— Start of DATASET —

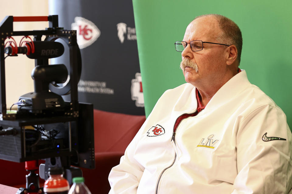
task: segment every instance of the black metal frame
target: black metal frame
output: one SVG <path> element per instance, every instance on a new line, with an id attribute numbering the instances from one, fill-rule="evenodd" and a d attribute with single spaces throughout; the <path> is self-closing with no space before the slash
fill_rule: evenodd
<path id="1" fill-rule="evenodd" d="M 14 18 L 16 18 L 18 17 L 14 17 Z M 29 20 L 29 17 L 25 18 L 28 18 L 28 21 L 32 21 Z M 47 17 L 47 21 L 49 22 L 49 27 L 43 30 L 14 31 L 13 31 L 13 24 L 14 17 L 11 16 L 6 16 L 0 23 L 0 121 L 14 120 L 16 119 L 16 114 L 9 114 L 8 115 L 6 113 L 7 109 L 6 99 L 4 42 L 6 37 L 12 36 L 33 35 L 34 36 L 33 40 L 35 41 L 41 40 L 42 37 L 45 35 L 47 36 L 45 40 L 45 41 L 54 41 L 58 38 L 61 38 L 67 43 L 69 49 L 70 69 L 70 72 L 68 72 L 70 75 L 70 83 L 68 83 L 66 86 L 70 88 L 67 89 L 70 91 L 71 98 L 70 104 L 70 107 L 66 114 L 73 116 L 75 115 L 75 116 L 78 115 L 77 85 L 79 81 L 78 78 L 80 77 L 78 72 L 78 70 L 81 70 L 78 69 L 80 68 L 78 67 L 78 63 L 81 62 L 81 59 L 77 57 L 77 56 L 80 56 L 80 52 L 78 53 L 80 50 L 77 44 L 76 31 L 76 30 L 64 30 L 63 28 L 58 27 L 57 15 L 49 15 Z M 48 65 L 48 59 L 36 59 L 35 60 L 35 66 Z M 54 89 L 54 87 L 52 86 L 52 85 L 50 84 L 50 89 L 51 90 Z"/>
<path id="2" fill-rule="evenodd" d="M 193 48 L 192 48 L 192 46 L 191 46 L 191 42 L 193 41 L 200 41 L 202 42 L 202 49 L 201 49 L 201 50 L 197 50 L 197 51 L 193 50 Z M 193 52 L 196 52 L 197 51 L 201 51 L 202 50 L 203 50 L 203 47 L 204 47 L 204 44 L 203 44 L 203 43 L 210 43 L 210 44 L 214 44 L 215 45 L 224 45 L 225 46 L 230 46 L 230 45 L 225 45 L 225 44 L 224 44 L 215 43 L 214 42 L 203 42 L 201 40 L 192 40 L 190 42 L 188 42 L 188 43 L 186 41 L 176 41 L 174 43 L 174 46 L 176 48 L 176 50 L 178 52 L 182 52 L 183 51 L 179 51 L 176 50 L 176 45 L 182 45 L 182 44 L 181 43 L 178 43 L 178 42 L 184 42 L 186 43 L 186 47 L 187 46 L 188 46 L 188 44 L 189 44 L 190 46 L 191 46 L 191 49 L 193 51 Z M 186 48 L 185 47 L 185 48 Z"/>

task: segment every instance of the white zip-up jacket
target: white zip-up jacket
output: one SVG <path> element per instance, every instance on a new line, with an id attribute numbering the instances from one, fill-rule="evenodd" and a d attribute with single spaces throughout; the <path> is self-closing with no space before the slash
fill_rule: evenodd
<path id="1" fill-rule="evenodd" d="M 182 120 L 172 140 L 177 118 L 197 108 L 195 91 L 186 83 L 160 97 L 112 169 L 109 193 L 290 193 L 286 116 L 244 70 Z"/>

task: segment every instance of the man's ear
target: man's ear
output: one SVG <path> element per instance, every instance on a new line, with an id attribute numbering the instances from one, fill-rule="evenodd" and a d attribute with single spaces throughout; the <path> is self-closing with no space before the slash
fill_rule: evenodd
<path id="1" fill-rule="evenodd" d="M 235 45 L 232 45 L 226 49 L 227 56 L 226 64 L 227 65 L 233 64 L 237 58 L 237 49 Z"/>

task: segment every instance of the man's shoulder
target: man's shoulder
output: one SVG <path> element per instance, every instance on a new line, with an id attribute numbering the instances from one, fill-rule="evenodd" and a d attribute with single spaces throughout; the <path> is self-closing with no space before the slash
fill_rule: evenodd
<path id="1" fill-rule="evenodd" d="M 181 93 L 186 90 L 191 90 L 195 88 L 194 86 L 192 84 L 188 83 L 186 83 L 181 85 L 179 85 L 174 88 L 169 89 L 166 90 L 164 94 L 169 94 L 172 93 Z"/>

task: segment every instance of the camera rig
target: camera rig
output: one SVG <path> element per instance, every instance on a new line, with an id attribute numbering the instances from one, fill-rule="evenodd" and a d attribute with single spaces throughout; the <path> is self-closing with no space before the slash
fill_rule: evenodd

— End of DATASET —
— Start of DATASET —

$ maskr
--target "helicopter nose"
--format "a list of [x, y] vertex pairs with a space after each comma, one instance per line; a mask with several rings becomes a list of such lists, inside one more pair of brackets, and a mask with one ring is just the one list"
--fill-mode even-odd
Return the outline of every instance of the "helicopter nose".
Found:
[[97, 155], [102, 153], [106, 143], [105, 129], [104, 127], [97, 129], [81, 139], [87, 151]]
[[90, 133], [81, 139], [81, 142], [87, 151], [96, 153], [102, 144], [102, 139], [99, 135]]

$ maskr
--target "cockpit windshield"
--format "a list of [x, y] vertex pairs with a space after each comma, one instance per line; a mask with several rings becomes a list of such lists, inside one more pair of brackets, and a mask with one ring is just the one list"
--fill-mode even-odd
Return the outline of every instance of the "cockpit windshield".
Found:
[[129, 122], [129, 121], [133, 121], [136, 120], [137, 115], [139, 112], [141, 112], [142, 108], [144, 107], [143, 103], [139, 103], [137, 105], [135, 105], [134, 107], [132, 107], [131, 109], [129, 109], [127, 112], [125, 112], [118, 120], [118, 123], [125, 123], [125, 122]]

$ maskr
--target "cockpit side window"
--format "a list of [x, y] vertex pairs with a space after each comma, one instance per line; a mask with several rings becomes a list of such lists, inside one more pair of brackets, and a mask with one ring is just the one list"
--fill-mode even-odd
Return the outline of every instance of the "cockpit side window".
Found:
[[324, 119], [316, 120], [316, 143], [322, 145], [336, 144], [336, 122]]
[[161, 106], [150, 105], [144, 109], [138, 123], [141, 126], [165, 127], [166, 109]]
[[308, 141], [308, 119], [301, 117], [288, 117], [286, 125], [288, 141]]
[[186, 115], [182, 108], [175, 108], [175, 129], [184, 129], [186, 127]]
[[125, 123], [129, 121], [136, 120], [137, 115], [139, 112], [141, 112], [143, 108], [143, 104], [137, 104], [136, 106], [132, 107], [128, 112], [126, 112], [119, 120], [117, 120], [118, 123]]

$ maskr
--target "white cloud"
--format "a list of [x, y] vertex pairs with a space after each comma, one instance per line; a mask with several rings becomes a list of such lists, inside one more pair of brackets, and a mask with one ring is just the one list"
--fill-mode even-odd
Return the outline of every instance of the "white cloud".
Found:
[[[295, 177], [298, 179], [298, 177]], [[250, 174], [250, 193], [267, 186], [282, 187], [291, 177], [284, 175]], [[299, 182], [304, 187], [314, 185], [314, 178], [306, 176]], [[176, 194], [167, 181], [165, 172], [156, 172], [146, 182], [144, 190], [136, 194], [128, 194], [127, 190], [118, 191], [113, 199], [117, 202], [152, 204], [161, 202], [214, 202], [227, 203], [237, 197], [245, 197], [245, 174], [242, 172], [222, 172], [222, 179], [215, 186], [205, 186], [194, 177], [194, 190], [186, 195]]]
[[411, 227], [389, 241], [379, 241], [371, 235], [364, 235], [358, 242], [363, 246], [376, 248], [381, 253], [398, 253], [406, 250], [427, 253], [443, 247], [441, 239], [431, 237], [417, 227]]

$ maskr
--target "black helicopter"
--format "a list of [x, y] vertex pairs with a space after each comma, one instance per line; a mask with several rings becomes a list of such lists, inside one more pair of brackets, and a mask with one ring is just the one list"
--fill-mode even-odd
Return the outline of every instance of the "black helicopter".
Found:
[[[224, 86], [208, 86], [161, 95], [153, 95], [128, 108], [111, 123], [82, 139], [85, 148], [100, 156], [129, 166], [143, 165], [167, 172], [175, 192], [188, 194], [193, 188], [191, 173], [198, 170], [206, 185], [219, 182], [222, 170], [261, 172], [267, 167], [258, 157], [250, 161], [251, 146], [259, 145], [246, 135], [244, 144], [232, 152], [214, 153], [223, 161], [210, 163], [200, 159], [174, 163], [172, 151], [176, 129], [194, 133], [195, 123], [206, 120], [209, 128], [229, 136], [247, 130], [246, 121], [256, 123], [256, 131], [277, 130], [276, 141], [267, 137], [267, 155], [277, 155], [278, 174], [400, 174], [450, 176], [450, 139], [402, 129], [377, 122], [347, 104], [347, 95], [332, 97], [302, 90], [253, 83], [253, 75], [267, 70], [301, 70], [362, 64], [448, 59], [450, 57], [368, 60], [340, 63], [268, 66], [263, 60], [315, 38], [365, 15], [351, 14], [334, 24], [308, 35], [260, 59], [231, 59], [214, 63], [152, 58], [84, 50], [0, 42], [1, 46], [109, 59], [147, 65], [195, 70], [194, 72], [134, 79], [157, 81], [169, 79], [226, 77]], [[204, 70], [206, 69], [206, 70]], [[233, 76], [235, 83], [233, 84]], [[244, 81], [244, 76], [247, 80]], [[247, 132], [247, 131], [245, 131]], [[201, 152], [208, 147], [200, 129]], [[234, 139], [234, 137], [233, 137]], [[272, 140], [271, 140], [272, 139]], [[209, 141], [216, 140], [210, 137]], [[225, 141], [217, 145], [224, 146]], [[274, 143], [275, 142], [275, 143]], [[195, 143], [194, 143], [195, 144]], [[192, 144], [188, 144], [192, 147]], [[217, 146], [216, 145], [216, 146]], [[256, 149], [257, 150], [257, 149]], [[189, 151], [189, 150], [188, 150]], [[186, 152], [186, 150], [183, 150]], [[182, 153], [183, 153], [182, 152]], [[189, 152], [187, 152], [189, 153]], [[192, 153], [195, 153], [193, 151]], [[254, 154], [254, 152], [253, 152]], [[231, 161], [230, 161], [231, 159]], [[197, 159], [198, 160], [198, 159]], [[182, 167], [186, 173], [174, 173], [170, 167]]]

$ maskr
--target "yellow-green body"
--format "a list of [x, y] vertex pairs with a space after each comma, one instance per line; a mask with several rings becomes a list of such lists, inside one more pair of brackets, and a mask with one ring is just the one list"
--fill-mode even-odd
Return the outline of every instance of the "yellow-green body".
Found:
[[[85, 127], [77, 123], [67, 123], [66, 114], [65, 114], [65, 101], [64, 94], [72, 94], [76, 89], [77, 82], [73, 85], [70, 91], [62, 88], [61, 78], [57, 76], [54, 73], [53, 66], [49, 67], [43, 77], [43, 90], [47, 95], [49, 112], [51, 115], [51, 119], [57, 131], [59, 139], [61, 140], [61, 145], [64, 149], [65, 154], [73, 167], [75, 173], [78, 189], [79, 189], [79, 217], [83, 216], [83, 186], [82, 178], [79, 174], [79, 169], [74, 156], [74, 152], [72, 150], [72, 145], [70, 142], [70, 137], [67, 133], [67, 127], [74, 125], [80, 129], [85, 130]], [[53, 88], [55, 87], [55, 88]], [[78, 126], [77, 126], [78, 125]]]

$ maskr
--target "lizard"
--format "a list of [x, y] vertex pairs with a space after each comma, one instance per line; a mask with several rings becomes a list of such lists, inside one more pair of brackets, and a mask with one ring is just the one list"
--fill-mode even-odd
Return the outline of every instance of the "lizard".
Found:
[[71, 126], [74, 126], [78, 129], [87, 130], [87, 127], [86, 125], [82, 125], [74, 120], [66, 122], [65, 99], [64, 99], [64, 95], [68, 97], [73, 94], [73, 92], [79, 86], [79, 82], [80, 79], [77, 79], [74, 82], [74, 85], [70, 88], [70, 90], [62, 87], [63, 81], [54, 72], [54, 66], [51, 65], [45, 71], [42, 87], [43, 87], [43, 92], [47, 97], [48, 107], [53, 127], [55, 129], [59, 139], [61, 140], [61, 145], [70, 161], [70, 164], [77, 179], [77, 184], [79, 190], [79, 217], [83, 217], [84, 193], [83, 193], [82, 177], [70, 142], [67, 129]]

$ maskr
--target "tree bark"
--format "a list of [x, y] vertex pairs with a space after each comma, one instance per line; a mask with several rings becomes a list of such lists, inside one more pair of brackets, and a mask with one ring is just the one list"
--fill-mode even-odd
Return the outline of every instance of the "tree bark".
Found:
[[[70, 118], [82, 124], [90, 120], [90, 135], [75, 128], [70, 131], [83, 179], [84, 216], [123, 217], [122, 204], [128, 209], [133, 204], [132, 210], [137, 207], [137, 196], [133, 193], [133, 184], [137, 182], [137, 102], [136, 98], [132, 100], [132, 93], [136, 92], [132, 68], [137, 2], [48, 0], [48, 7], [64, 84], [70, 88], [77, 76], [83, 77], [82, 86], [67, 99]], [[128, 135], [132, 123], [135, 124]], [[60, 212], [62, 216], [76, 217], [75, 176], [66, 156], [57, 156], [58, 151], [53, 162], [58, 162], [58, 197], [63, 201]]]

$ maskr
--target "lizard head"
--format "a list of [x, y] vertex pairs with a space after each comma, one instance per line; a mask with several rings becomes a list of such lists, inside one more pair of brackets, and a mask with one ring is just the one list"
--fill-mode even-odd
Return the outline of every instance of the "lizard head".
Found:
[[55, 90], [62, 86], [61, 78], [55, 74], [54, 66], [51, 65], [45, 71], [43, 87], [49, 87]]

— End of DATASET —

> AIM OF THE TASK
Return every line of the data above that contains the string "body". Matching is case-sensitive.

> EXERCISE SOLUTION
--target "yellow-green body"
Return the outline of every instance of the "yellow-green body".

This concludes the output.